### Extracted information

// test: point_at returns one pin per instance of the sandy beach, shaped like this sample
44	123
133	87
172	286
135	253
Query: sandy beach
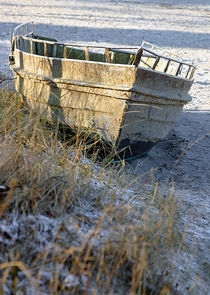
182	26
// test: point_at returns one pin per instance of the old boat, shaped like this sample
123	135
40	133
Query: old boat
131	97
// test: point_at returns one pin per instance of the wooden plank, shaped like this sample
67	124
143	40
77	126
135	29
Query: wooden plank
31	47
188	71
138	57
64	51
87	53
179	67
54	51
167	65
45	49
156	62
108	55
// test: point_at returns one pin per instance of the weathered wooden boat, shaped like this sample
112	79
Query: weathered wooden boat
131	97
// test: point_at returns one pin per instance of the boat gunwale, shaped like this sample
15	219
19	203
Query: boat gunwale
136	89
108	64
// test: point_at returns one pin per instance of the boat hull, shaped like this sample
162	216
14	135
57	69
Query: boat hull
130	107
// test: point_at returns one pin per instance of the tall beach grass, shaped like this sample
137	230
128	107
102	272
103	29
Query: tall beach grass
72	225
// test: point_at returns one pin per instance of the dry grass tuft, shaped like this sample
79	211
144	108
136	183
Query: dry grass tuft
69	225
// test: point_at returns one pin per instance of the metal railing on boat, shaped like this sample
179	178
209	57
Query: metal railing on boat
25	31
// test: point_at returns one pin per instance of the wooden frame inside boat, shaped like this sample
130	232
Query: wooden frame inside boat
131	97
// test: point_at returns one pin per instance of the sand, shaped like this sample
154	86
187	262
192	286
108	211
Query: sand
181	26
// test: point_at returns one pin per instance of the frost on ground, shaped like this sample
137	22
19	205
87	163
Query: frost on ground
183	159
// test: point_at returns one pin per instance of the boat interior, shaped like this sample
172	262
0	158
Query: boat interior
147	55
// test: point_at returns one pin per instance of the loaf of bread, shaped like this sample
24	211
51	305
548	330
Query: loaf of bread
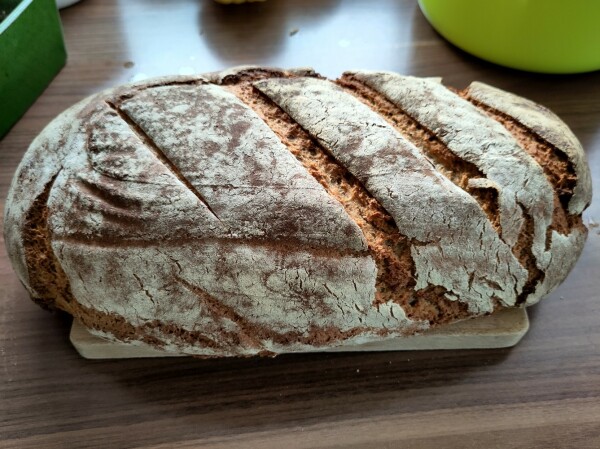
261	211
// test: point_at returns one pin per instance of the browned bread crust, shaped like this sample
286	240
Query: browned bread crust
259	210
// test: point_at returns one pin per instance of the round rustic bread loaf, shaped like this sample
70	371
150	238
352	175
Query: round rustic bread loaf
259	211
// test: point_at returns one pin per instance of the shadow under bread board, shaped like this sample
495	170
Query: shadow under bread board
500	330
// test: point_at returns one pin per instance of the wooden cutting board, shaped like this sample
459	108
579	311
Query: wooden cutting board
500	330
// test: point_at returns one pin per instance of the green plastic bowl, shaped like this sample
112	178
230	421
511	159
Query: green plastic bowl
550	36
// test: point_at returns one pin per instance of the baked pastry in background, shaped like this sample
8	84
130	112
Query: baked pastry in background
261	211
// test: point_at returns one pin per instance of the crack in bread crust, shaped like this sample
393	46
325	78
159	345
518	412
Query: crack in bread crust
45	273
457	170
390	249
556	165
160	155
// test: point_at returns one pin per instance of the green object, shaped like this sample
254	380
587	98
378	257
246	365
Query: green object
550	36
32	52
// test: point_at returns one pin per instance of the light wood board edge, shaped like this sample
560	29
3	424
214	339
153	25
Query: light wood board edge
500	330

######
### Extracted information

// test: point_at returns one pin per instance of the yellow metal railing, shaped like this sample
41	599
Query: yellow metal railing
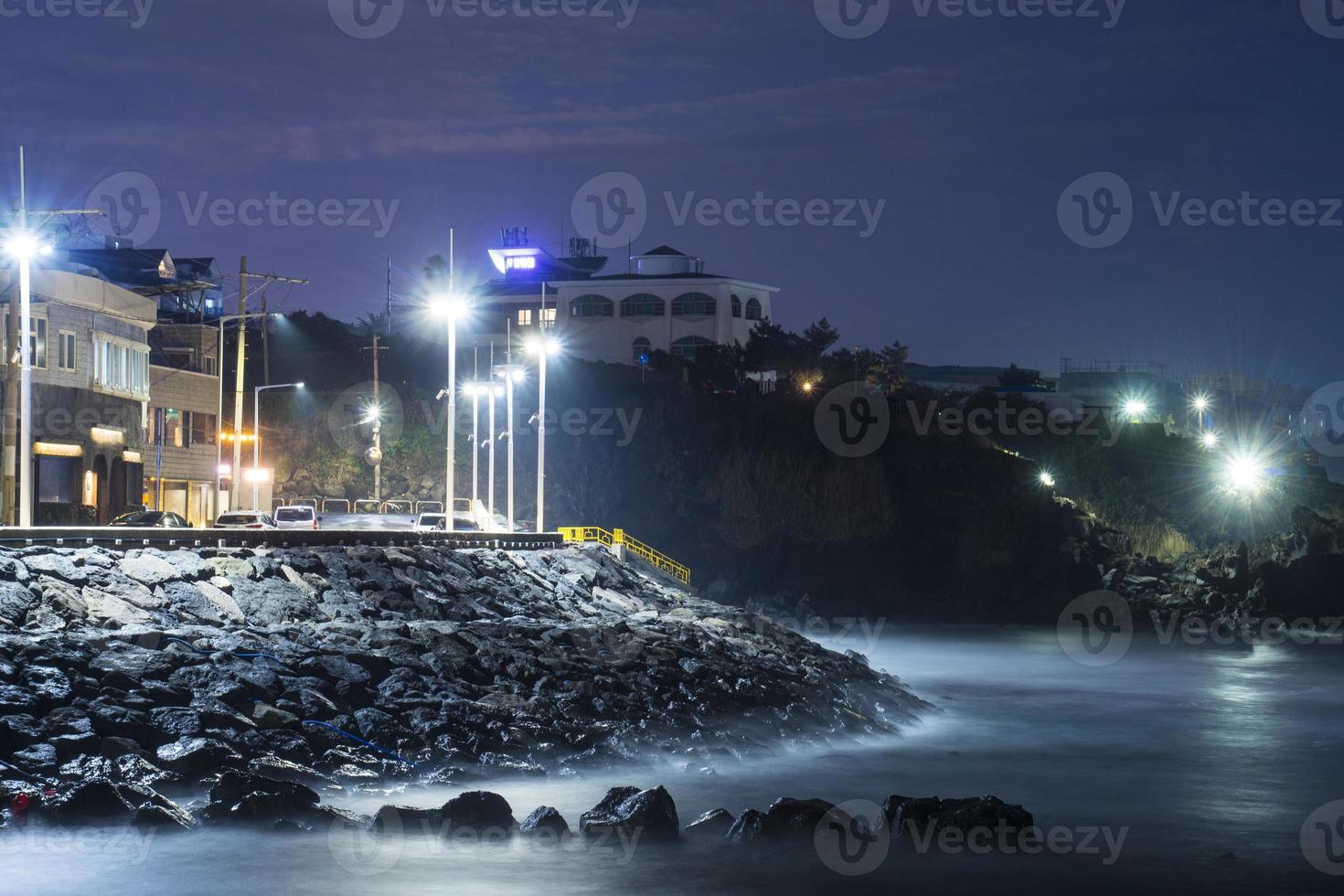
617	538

######
### Extracted information

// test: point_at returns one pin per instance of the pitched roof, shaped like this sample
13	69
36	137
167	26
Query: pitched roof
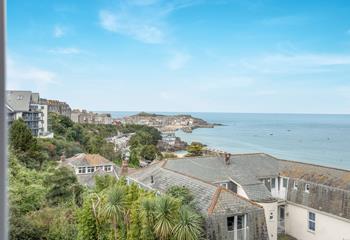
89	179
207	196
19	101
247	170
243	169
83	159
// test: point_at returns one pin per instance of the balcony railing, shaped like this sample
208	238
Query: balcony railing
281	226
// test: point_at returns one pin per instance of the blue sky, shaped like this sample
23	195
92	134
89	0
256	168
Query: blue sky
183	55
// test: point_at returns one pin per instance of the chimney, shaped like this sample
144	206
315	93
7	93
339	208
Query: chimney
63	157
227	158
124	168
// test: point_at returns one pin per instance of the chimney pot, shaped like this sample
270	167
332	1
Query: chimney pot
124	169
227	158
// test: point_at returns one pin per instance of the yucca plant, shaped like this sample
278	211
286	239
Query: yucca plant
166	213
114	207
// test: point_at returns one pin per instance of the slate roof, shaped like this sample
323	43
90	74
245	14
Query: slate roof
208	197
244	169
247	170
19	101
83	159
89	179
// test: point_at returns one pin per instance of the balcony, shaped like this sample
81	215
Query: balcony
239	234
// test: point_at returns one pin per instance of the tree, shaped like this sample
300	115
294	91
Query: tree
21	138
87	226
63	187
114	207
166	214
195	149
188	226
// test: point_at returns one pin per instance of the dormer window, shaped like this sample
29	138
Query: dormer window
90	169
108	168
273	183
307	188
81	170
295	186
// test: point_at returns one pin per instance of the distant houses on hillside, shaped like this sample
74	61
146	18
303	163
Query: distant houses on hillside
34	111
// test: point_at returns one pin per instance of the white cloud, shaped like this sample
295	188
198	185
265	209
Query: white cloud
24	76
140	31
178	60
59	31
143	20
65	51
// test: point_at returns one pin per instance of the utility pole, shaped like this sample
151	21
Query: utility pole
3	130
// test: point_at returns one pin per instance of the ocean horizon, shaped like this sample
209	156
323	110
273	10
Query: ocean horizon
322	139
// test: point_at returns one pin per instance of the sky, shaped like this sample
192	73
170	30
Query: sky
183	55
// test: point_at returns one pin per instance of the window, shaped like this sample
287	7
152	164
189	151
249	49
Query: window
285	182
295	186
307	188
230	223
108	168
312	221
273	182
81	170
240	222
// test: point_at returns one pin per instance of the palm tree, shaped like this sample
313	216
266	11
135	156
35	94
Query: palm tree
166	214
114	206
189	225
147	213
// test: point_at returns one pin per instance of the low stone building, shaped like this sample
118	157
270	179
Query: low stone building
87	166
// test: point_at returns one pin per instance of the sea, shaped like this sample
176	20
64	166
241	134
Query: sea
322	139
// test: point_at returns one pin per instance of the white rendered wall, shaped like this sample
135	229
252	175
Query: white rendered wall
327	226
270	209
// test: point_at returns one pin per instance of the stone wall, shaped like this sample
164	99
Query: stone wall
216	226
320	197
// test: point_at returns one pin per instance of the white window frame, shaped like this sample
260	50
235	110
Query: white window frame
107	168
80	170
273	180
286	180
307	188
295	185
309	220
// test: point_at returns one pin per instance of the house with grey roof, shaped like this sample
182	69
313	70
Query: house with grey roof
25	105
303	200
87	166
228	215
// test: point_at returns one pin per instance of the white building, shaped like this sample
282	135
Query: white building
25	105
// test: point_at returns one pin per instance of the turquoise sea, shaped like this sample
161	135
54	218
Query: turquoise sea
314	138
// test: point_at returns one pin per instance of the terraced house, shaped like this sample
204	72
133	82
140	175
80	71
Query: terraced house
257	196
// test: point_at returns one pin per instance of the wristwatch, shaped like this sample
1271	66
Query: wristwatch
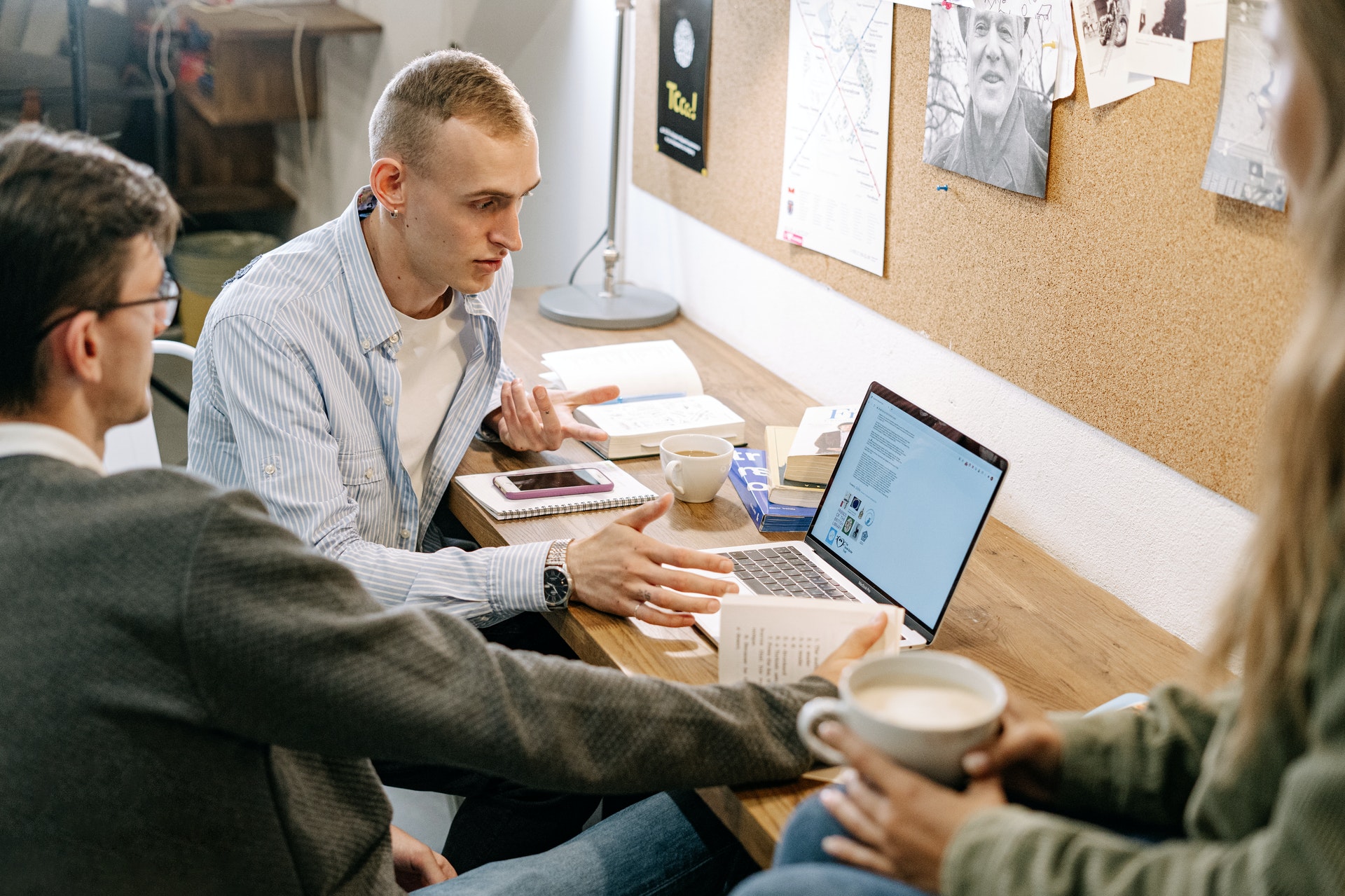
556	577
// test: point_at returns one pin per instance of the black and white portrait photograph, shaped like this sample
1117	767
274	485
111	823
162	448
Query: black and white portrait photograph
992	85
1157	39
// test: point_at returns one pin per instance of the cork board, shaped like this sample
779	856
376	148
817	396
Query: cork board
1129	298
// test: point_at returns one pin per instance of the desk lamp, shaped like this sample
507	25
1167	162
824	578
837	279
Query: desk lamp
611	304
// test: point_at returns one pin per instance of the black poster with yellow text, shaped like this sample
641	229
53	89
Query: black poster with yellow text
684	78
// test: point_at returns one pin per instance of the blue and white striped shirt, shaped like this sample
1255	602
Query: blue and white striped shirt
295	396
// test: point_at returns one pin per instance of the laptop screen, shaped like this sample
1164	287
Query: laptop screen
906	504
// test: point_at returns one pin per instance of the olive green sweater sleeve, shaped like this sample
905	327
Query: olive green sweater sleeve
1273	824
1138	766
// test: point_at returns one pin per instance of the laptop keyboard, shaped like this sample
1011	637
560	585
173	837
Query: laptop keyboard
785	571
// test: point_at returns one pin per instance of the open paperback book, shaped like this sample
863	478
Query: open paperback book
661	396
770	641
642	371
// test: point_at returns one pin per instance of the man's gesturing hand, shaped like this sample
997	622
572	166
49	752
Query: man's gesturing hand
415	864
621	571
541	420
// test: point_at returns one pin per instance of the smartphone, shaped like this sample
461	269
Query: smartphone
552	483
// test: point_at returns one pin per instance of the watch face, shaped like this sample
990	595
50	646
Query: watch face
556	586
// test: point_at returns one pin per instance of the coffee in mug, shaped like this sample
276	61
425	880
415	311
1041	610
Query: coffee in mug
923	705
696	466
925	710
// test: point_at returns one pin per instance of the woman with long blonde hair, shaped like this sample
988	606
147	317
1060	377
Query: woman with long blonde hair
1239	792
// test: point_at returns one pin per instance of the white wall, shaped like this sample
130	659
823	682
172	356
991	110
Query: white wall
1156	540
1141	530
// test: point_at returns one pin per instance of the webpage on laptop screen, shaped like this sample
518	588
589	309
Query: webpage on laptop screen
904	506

######

What to work on - Find every line in the rows above that contains the word "yellow", and copy each of those lines. Case counts.

Exercise output -
// test: point_at returns one pin per instance of the yellow metal railing, shaped like this sample
Query: yellow metal railing
// test: point_at returns one pin per instance of the black poster with yellow text, shaped like this sample
Query: black poster with yellow text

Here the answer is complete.